■ **EXTRAIT DU DOCUMENT**
Il me semble me souvenir que le baptisé était un fils Campini, dont le père était le responsable de la mission italienne. Pourrais-tu nous le confirmer.

D'autre part la chapelle St Michel n'existait pas avant le décès du Père Michel Fabre et à son emplacement était installée la maison des télégraphistes. Dans les documents que tu as photographiés as tu trouvé la date de l'ouverture de cette chapelle qui est effectivement la première chapelle de Fès au 20ème siècle.

Dans un des courriers adressés par le Père Fabre à ses supérieurs du collège séraphique de Fribourg, il écrit, courant février 1912, qu'après avoir séjourné pendant un mois dans l'unique hôtel existant ( probablement l'hôtel de France de Mme Imberdis près du talaa) il loue un logement à un musulman " j'ai donc 2 pièces; une assez grande pour contenir une centaine de personnes; l'autre, plus petite me servira de chambre. IL y a aussi un petit jardin. Il ajoute que le loyer est trop cher, 140 francs pour un mois et qu'il n'aurait pu s'engager si une personne charitable ne s'était offerte pour payer le loyer.

■ **LIGNES DE DONNÉES**

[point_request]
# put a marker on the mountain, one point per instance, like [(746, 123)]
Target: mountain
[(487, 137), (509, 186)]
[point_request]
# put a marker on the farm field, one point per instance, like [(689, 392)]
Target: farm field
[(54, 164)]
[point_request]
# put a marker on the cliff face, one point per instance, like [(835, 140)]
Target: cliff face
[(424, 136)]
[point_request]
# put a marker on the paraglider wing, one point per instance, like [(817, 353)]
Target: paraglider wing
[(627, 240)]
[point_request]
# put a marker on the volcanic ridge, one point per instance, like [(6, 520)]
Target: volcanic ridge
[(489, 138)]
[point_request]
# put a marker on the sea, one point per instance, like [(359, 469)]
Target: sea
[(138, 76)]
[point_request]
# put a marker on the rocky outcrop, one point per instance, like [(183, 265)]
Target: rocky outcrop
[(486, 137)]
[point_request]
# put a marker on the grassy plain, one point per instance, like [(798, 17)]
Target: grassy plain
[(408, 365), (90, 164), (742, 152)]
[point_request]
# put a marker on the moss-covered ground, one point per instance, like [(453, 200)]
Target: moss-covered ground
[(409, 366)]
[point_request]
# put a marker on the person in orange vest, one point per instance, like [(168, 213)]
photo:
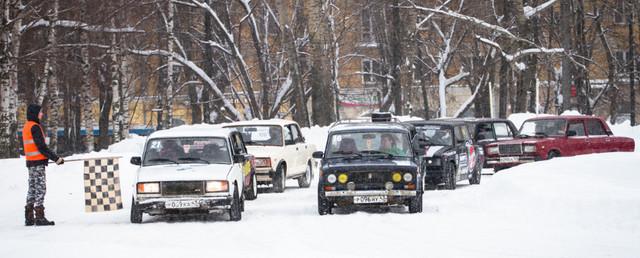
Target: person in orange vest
[(37, 155)]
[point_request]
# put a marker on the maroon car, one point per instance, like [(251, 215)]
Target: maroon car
[(554, 136)]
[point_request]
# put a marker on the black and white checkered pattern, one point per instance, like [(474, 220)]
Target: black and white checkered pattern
[(102, 185)]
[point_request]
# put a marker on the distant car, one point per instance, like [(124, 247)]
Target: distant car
[(447, 153), (368, 164), (193, 171), (280, 149), (485, 131), (554, 136)]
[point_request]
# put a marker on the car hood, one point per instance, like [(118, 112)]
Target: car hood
[(376, 164), (184, 172), (530, 140), (263, 151)]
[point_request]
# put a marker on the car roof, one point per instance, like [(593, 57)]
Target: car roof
[(200, 130), (280, 122), (436, 122), (568, 117), (374, 126)]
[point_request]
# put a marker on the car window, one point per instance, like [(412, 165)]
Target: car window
[(502, 131), (594, 127), (186, 150), (577, 127), (288, 136), (461, 134), (484, 132)]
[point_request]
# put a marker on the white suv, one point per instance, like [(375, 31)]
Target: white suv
[(189, 169), (280, 151)]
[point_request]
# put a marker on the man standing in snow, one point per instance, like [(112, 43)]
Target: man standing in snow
[(38, 155)]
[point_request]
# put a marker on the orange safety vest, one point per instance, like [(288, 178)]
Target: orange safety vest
[(30, 149)]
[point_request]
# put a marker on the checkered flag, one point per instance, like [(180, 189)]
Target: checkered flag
[(102, 185)]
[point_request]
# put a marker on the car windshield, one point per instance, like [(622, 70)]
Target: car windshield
[(544, 127), (260, 135), (186, 150), (386, 144), (436, 135)]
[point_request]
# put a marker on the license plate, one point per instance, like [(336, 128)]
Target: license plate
[(369, 199), (182, 204), (509, 159)]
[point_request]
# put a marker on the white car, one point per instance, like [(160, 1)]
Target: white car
[(280, 151), (193, 170)]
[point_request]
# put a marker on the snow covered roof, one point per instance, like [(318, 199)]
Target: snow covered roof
[(200, 130), (280, 122), (350, 126)]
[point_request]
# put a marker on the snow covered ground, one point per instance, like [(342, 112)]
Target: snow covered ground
[(586, 206)]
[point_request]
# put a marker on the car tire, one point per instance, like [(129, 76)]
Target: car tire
[(252, 192), (415, 205), (235, 212), (450, 177), (136, 213), (305, 180), (280, 179), (323, 206)]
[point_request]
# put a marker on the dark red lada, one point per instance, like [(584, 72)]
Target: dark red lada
[(554, 136)]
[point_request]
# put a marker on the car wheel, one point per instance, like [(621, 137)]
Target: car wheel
[(235, 212), (323, 206), (252, 192), (475, 177), (415, 205), (280, 179), (136, 213), (305, 180), (450, 177)]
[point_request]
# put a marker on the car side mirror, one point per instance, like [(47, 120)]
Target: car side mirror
[(239, 158), (136, 161)]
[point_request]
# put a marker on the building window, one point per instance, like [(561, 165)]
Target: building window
[(367, 26), (370, 70)]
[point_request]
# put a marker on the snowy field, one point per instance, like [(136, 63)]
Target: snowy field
[(586, 206)]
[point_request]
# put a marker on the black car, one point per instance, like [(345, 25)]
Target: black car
[(446, 153), (489, 130), (369, 164)]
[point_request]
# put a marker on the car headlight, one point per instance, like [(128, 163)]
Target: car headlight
[(263, 162), (342, 178), (331, 178), (529, 148), (407, 177), (148, 188), (396, 177), (217, 186)]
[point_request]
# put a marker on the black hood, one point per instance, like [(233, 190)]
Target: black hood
[(32, 113)]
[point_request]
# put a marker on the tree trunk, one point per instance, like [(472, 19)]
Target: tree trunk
[(9, 50)]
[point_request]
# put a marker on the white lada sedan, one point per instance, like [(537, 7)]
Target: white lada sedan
[(281, 151), (193, 170)]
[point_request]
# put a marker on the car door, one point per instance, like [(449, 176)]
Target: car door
[(578, 143), (462, 150), (290, 154), (240, 170), (599, 139)]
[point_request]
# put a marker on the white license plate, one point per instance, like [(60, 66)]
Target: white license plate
[(182, 204), (509, 159), (369, 199)]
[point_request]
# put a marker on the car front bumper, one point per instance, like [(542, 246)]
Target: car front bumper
[(157, 205)]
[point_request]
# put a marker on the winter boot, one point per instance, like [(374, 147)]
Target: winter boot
[(40, 219), (28, 215)]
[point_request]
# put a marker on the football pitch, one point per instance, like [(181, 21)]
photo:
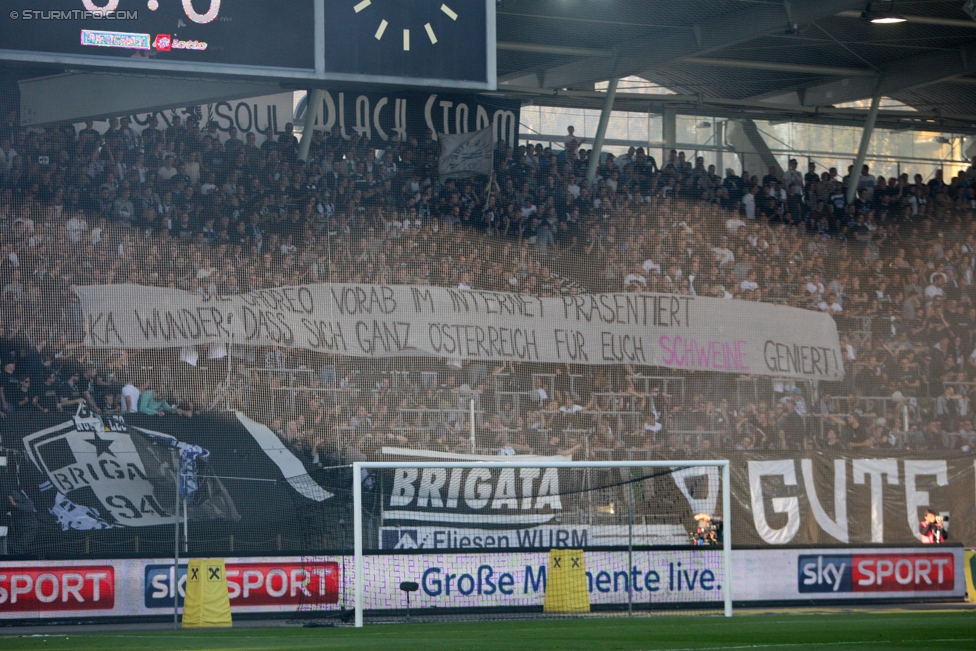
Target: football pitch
[(803, 632)]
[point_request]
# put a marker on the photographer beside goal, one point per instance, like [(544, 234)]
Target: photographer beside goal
[(931, 529)]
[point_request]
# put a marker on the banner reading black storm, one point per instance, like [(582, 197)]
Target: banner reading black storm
[(378, 116), (667, 330)]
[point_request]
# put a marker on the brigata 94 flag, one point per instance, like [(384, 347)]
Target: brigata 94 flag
[(667, 330)]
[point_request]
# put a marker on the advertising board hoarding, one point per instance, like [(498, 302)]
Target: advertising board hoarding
[(449, 44), (269, 585)]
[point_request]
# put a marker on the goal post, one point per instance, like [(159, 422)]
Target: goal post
[(483, 537)]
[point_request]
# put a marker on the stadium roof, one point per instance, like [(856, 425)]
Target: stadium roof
[(799, 60), (799, 55)]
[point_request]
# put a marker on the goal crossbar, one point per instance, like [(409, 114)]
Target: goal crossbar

■ **CONSIGNE DONNÉE**
Reproduisez fidèlement le passage de l'extrait du document qui s'ouvre sur les mots contenant « Il me semble » et se termine par « au 20ème siècle. ». Les données ci-dessus forment un matériau distinct de l'extrait du document.

■ **RÉPONSE PROPOSÉE**
Il me semble me souvenir que le baptisé était un fils Campini, dont le père était le responsable de la mission italienne. Pourrais-tu nous le confirmer.

D'autre part la chapelle St Michel n'existait pas avant le décès du Père Michel Fabre et à son emplacement était installée la maison des télégraphistes. Dans les documents que tu as photographiés as tu trouvé la date de l'ouverture de cette chapelle qui est effectivement la première chapelle de Fès au 20ème siècle.